Quote the records below word for word, starting at their first line and stopping after the line that contains "[0,41,187,195]".
— BEGIN RAW RECORDS —
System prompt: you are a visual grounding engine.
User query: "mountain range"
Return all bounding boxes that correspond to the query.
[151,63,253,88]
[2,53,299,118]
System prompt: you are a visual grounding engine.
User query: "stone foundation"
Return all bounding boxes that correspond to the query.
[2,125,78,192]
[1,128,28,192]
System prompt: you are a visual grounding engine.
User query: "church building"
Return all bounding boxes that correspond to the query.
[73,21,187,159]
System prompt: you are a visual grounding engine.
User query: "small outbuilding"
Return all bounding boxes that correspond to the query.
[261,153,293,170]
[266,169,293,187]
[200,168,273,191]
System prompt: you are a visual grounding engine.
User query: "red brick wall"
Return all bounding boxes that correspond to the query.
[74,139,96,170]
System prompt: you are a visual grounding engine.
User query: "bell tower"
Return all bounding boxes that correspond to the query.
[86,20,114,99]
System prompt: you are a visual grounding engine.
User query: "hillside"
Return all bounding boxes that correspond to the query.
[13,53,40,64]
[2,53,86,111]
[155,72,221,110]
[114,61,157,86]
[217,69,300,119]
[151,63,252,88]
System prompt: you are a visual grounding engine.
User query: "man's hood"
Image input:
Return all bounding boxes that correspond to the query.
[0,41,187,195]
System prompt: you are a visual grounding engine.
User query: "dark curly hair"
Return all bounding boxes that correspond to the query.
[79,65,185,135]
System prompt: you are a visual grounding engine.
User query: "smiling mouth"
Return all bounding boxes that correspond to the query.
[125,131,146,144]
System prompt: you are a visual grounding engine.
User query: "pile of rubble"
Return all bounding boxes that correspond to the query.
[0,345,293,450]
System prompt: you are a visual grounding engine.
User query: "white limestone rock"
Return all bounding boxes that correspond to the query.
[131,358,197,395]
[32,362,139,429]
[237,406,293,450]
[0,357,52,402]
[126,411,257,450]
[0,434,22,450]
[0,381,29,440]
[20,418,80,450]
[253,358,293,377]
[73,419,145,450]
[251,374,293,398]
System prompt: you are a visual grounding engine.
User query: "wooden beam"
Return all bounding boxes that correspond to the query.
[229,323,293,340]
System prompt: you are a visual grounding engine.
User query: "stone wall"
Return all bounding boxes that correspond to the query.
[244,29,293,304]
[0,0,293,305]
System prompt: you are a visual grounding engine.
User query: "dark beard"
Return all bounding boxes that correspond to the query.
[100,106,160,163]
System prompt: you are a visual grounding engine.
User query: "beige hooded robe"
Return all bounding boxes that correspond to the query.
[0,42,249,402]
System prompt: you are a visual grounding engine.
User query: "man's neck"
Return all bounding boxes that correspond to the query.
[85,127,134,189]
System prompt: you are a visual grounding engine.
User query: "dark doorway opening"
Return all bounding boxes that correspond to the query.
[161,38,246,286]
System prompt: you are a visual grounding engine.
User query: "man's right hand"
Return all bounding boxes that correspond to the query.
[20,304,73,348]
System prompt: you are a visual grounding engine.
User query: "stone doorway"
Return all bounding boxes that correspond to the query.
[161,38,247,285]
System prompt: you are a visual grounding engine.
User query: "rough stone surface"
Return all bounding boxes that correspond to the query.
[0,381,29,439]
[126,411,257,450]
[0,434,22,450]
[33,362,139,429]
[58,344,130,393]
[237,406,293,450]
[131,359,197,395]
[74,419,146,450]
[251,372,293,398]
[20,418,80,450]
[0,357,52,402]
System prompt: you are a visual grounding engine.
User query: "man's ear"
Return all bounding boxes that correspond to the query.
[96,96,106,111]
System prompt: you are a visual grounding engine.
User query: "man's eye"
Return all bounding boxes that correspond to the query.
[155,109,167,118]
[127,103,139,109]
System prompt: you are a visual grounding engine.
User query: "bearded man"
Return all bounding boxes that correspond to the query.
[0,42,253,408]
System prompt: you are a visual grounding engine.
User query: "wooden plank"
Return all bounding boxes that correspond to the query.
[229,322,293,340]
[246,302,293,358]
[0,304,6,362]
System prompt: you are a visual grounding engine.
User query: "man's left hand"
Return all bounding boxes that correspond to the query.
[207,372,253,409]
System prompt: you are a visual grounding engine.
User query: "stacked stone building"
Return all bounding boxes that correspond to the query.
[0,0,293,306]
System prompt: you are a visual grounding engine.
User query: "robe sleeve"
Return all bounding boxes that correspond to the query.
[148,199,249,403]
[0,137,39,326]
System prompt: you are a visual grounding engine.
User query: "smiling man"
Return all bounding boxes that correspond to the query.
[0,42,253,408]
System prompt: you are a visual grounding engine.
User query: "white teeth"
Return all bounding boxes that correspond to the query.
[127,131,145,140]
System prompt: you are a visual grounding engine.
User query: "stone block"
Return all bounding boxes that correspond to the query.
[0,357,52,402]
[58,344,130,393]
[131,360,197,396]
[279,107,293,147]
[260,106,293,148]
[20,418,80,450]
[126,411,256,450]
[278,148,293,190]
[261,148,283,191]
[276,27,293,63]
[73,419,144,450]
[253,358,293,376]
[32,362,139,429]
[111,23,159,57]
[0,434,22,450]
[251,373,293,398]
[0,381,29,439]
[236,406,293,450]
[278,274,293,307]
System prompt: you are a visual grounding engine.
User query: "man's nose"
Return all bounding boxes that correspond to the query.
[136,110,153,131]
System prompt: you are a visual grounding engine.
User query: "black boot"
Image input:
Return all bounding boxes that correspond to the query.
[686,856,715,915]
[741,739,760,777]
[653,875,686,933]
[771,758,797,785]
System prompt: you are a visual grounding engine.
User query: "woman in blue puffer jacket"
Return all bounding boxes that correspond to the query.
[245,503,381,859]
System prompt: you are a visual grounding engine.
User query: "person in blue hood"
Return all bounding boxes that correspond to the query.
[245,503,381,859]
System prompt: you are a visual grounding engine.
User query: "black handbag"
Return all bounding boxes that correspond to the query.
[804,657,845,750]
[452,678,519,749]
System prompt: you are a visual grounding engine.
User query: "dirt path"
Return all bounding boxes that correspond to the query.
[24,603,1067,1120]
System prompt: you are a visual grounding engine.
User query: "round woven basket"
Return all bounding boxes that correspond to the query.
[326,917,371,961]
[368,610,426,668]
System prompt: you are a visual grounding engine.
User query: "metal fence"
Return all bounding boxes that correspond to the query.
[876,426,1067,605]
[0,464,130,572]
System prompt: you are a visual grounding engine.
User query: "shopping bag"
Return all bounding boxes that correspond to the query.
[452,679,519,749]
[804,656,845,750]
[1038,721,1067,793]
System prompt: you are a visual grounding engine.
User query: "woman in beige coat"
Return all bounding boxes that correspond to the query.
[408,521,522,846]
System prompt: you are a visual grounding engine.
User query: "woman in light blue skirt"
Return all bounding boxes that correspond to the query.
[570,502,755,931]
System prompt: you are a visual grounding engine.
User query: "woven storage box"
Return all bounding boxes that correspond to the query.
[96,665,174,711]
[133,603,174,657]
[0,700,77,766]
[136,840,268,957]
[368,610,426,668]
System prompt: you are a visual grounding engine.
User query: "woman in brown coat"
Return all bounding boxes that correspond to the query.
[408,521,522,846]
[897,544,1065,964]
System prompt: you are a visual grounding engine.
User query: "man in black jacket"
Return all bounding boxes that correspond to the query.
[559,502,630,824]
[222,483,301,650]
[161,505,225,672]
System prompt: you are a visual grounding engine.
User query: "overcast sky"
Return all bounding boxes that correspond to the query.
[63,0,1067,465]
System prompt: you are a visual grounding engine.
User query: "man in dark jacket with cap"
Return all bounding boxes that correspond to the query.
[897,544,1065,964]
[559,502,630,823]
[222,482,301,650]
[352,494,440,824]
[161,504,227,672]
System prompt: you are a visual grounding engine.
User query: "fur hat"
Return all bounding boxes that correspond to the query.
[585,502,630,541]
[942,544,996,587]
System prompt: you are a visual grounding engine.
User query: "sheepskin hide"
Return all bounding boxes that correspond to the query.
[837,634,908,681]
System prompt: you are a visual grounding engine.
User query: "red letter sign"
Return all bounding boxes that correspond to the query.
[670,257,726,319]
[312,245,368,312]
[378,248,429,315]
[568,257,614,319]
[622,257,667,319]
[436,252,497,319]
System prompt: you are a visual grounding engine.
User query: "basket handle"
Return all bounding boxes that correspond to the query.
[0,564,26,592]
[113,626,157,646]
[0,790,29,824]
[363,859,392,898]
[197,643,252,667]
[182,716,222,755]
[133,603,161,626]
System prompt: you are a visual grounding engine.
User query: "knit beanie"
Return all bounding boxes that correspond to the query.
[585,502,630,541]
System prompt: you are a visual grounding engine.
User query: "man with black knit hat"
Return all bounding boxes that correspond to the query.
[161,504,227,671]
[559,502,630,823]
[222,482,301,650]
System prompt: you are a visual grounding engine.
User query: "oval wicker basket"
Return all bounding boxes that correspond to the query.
— END RAW RECORDS —
SOLUTION:
System prompt: you are a visual grounding engine.
User query: "mountain range"
Return all bounding boxes that correspond to the query.
[151,63,253,88]
[2,53,299,118]
System prompt: you are a visual grounding engine.
User query: "stone foundation"
Return all bounding boxes that correspond to the query.
[2,125,78,192]
[1,128,28,192]
System prompt: you are a visual grounding engine.
User query: "church building"
Return all bounding boxes that correspond to the query.
[73,21,187,159]
System prompt: you are a visual grounding engine.
User query: "small outbuilding"
Return all bounding boxes that correspond to the query.
[261,153,293,170]
[266,169,293,187]
[200,168,273,191]
System prompt: you are a visual grounding engine.
User query: "red brick wall"
Return all bounding boxes that correspond to the query.
[74,139,96,170]
System prompt: you are a visual grounding engine.
User query: "bell tower"
Return all bounding boxes that correspond to the query.
[86,20,114,99]
System prompt: you are a visual grounding engine.
User query: "hillside"
Return all bounding boxes that correspond to the query.
[13,53,40,64]
[2,53,86,111]
[155,72,221,110]
[114,61,157,86]
[217,69,300,119]
[151,63,252,88]
System prompt: you are a visual grounding engine.
User query: "man's hood"
Image input:
Return all bounding boxes that correspond to the query.
[0,41,187,195]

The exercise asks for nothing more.